[TASK PROMPT] Rescale the records below by writing out every line again, requests included, with each point coordinate in the answers multiplied by 0.45 and rounded to a whole number, halves rounded up. Leave the numbers in the requests and their format samples as they are.

[RECORDED INFORMATION]
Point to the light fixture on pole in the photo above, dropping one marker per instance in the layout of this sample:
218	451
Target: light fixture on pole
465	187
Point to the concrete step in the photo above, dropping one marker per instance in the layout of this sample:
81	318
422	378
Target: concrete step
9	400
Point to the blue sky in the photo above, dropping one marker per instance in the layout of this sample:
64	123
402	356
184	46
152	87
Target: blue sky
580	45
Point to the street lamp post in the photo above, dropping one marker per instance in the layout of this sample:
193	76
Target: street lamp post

[ANSWER IN FULL]
Point to the light fixture on pole in the photo above, dropping one marker per instance in the layout of this sample:
218	451
Target: light fixture on pole
209	84
Point to the concrete step in the photo above, dropping one marker per instance in the layout of this sample:
81	318
422	378
Target: concrete step
4	180
Point to the blue sky in the photo above, dropping one marker per instance in the layout of this sample:
64	123
402	356
184	46
152	87
Target: blue sky
261	20
Point to the street lamp post in the photo above, dropping one marker per instance in the layout of this sample:
193	76
Target: street lamp post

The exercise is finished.